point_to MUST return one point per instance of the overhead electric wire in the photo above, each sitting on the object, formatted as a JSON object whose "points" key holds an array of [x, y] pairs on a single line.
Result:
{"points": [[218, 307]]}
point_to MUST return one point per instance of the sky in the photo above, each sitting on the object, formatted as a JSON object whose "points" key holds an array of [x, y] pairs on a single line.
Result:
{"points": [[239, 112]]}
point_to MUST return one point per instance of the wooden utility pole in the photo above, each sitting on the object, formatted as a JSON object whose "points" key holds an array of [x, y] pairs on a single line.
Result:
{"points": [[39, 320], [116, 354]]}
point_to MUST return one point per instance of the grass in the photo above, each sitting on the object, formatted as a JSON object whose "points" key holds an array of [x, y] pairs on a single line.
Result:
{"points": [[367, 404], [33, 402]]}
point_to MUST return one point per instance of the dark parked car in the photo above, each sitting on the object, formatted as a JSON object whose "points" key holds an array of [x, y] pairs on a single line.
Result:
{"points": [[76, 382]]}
= = = = = = =
Exercise details: Can you rewrite the items starting at the line that contains "point_to MUST return one point per instance of the dark" and ending at the last line of the items, changing "dark" to "black" and leaving everything else as it is?

Finished task:
point_to MUST return one point per instance of the black parked car in the photo above, each sitting on the object, formatted as a JSON object whose "points" key holds an array of [x, y] pairs on a single line.
Result:
{"points": [[76, 382]]}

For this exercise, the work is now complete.